↓

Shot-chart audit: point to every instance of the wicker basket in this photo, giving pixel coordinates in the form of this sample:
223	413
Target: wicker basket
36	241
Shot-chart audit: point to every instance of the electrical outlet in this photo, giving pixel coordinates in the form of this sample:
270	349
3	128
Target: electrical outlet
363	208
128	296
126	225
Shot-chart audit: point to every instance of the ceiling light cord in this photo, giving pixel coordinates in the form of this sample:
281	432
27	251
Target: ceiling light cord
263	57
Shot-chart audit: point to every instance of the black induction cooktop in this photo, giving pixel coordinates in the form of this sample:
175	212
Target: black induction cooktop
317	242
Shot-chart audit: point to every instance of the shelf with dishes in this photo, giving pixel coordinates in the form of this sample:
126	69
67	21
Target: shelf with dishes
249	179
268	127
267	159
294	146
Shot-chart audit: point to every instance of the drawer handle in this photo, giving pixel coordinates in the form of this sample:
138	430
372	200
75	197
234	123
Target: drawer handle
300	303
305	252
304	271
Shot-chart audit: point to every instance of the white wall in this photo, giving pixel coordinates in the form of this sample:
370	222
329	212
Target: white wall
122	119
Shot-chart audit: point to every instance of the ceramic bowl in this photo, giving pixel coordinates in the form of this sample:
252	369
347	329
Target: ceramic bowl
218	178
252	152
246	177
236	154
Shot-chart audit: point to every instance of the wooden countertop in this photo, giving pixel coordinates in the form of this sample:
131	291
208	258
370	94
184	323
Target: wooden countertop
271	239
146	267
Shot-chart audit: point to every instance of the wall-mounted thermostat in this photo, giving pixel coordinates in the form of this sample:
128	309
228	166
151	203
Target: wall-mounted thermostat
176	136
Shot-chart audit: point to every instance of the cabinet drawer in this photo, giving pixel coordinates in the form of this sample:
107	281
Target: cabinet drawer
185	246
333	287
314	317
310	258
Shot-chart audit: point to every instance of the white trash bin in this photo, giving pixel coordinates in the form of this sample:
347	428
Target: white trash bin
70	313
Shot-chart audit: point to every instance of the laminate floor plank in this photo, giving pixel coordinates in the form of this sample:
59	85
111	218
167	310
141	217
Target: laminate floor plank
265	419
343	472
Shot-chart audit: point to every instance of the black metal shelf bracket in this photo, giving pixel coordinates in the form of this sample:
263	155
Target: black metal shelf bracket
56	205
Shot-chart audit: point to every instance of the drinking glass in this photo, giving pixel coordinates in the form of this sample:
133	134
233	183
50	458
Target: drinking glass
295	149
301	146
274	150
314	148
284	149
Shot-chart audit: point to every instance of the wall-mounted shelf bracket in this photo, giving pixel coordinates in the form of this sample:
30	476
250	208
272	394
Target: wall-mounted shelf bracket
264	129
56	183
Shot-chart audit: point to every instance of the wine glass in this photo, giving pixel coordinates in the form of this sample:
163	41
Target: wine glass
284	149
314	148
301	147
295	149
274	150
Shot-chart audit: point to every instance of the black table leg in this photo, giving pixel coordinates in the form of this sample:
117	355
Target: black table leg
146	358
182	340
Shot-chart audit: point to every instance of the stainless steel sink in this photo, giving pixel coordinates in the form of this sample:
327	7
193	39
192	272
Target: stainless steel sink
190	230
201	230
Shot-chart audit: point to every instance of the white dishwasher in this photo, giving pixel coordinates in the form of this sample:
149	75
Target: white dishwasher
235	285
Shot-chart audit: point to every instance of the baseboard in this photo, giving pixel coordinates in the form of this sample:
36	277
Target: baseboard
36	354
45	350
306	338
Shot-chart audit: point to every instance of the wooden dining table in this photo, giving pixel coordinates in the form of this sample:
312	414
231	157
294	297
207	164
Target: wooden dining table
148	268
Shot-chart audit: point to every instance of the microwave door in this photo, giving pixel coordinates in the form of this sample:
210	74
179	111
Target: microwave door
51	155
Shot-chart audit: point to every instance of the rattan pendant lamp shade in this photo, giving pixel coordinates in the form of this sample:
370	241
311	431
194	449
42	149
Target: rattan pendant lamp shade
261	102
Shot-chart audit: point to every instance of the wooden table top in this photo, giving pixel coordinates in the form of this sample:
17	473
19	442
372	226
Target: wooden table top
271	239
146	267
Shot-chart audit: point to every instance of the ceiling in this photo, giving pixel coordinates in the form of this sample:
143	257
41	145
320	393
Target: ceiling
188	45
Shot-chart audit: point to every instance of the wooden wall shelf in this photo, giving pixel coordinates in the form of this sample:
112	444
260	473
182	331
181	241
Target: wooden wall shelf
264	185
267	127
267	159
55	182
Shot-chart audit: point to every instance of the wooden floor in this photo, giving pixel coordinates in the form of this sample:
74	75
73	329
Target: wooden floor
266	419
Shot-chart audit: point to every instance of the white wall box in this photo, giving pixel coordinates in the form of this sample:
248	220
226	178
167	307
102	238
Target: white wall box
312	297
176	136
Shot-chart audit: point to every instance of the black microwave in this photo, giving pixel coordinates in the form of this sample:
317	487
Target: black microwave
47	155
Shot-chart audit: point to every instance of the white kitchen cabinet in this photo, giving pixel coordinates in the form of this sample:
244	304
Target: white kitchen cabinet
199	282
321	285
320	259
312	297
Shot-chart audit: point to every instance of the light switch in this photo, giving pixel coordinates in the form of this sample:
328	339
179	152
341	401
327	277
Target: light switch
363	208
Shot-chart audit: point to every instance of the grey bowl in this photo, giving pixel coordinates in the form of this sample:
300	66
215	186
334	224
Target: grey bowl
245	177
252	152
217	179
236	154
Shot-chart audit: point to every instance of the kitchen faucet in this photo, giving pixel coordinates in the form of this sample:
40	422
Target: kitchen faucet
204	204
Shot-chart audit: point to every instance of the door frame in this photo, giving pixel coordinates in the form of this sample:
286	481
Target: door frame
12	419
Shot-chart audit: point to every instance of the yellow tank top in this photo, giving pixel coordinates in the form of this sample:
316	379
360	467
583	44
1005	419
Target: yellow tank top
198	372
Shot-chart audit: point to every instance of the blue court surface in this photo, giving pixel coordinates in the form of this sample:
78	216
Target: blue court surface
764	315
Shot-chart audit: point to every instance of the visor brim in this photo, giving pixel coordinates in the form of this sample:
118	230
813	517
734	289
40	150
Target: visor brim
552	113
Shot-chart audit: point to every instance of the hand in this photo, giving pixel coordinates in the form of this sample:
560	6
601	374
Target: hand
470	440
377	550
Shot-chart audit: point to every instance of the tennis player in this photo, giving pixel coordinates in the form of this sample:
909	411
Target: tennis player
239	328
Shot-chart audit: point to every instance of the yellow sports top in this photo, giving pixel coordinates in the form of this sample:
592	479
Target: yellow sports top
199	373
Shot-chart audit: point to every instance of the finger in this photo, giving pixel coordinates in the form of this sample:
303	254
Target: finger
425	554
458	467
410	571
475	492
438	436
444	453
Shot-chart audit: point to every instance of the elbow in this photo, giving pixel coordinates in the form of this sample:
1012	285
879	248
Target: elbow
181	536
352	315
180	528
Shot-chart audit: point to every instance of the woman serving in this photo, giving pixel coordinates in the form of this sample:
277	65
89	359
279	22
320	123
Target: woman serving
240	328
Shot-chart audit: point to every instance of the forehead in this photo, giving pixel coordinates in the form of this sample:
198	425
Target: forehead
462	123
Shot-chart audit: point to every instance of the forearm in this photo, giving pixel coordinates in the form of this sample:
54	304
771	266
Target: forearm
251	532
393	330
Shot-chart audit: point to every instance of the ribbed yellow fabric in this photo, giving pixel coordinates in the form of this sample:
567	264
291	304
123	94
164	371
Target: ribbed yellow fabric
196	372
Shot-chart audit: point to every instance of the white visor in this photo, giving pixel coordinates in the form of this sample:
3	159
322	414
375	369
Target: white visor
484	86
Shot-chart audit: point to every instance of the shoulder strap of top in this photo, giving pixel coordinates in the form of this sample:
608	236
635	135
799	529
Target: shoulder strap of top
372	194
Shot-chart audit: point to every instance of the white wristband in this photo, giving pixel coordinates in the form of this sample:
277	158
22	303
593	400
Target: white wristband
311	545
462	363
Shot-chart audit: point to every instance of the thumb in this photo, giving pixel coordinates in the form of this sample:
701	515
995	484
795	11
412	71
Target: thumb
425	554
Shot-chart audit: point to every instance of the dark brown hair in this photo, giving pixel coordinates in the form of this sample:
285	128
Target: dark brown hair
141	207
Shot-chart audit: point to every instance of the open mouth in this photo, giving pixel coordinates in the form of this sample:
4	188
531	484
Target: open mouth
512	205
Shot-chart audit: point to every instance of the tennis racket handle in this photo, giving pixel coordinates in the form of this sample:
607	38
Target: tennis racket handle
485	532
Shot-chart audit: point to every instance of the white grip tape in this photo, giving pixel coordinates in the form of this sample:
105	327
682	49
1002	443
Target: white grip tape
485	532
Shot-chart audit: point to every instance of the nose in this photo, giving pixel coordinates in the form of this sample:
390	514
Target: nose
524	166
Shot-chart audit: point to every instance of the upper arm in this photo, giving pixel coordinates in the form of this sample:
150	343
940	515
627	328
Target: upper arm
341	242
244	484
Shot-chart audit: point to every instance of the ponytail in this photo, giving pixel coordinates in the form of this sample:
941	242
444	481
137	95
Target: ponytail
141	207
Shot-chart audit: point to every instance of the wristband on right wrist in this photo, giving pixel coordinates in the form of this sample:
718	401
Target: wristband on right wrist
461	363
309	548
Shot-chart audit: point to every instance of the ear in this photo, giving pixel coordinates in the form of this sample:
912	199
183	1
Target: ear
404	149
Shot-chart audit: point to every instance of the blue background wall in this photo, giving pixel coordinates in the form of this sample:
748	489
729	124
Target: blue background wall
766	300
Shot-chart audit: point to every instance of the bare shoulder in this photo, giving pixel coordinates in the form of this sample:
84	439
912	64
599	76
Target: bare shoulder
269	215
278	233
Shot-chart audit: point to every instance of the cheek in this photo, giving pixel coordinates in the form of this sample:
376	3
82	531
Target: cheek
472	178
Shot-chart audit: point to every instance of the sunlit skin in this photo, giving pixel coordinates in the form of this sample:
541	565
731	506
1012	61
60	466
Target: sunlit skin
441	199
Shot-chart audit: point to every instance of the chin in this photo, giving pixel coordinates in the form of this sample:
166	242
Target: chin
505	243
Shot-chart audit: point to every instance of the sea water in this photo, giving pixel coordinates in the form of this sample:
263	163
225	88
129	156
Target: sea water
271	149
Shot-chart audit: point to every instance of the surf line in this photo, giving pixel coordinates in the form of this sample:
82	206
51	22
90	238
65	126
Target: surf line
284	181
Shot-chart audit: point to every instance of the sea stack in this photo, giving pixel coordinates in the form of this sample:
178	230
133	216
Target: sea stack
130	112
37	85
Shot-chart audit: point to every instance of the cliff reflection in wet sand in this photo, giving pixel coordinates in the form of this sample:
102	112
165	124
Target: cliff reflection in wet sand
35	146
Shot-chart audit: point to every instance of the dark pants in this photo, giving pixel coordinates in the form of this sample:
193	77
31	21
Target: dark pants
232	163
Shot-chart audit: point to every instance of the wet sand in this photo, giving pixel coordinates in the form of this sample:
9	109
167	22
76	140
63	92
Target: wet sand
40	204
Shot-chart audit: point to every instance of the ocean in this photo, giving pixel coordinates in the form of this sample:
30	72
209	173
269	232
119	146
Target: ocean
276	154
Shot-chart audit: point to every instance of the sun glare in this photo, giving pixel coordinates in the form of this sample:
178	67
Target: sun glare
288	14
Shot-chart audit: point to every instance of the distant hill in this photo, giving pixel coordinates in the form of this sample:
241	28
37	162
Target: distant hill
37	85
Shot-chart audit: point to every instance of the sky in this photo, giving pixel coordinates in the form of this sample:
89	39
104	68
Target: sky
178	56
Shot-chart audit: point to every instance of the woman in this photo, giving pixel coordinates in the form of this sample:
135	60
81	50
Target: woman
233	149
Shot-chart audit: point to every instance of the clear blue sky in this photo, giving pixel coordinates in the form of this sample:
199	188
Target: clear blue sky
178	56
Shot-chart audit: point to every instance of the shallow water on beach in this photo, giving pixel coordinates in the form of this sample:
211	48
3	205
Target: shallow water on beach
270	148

↑

Exercise directions
Word for word, restate the lines above from the line containing "Target: forearm" through the line containing "Shot-chart audit: point to every instance of the white visor", with both included and nothing else.

Written answer
Target: forearm
251	532
393	330
Shot-chart audit: point to every instance of the ribbed yellow fabric in this photo, giving pixel coordinates in the form of this sample:
567	264
291	304
123	94
164	371
Target: ribbed yellow fabric
196	372
Shot-chart audit: point to every instance of the white visor in this photo, giving pixel coordinates in the form of this sample:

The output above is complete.